Directive A → In the sitemap settings guide, shorten the paragraph beginning "Exclude posts: Use this option" into a bulleted list that keeps its main facts.

Supplied passage →
--------------------
Note: If you want to add pages not located in or beneath the blog directory and your blog is in a subdirectory, you must place your sitemap file in the root directory.

Post Priority

  • Do not use automatic priority calculation: This option will set all posts with the same priority in your sitemap. You can manually set the priority for each post under the “Priorities” tab.
  • Comment Count: This option calculates the priority of each post based on the number of comments it has received.
  • Comment Average: Similar to Comment Count, this option also calculates the priority based on the number of comments each post has received. However, it uses the average number of comments per post as the calculation base.

Sitemap Content

  • WordPress standard content: Check the items you want to include in your sitemap.
  • Custom taxonomies: Check all the custom taxonomies you would like to include.
  • Custom post types: Check all the custom post types you want to include.
  • Include the last modification time: This will add the last modification date to all your entries in the sitemap. Search engines can use this information to revisit the page again if it has changed. It is strongly recommended to keep this option activated.

Exclude Items

  • Excluded categories: This option allows you to exclude a category from appearing in your sitemap. If you have specific categories that you don’t want to include in your sitemap, you can select them here.
  • Exclude posts: Use this option to exclude specific posts from your sitemap. To exclude a post, enter the ID of the post, which can be found under the “Edit Post” screen in WordPress. If you want to exclude multiple posts, simply separate their IDs with a comma.

Change Frequencies / Priorities

  • Change frequencies: This setting allows you to indicate to search engines how often the content on your blog changes. Remember that it is ultimately up to the search engine to decide how often to revisit older content.
--------------------
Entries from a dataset

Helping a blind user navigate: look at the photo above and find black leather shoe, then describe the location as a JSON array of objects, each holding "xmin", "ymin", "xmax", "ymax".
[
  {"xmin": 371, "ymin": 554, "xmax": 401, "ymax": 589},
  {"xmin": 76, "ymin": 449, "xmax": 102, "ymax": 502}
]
--------------------
Directive B → Move every line of the rows above into a new copy, requests included, and add 143 to each bounding box coordinate in the answers.

Correct response A →
- Removes specific posts from the sitemap.
- Enter the post's ID, found under the "Edit Post" screen in WordPress.
- For more than one post, separate the IDs with a comma.

Correct response B →
Helping a blind user navigate: look at the photo above and find black leather shoe, then describe the location as a JSON array of objects, each holding "xmin", "ymin", "xmax", "ymax".
[
  {"xmin": 514, "ymin": 697, "xmax": 544, "ymax": 732},
  {"xmin": 219, "ymin": 592, "xmax": 245, "ymax": 645}
]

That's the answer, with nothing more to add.